What is asked →
1/ Write out everything from "Yesterday, Ioffe, whose" down to "onto her shirt." in the excerpt on the GQ profile below.
2/ In the excerpt on the GQ profile below, condense the paragraph beginning "Melania Trump however was not happy" into a short bulleted list that keeps its main facts.
3/ Answer these questions using the excerpt on the GQ profile below:
(a) Which magazine published the piece?
(b) On what platform and on what day did Melania Trump express her displeasure?
(c) What symbol was photoshopped onto Ioffe's shirt in one of the messages she retweeted?

She did however give an interview with Julia Ioffe, frequent guest on this show. The fruits of that interview and original reporting from Slovenia were published this week in "GQ" magazine.

Melania Trump however was not happy with the piece which focuses on her family and her early years in Slovenia. In a rare move, she took to Facebook on Wednesday to express her displeasure saying, in part, quote, "The article published in `GQ` today is yet another example of the dishonest media and their disingenuous reporting. Julia Ioffe is a journalist who is looking to make a name for herself. Clearly had an agenda when going after my family."

Many apparent Trump supporters also did not take kindly to the piece. The Republican front-runner who has refused to distance himself from former KKK leader David Duke and has repeatedly retweeted neo-Nazis on Twitter, has developed quite the white supremacist following particularly online. Some of those supporters apparently took particular offense to the profile and its author, inundating her with vile, upsetting, anti-Semitic messages.

Yesterday, Ioffe, whose family left the Soviet Union, fleeing anti- Semitism, retweeted several of the message she received, including this one of her appearing on TV with the yellow star of David Jewish people were forced to wear in Germany photoshopped onto her shirt.

Data section →
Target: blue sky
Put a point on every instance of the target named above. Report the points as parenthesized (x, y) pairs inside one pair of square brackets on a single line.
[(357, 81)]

Responses in order →
1/
Yesterday, Ioffe, whose family left the Soviet Union, fleeing anti- Semitism, retweeted several of the message she received, including this one of her appearing on TV with the yellow star of David Jewish people were forced to wear in Germany photoshopped onto her shirt.

2/
- Melania Trump was unhappy with the piece, which focuses on her family and her early years in Slovenia.
- In a rare move, she posted on Facebook on Wednesday to express her displeasure.
- She called the "GQ" article another example of the dishonest media and their disingenuous reporting.
- She said Julia Ioffe was looking to make a name for herself and clearly had an agenda when going after her family.

3/
(a) "GQ" magazine.
(b) On Facebook, on Wednesday.
(c) The yellow star of David that Jewish people were forced to wear in Germany.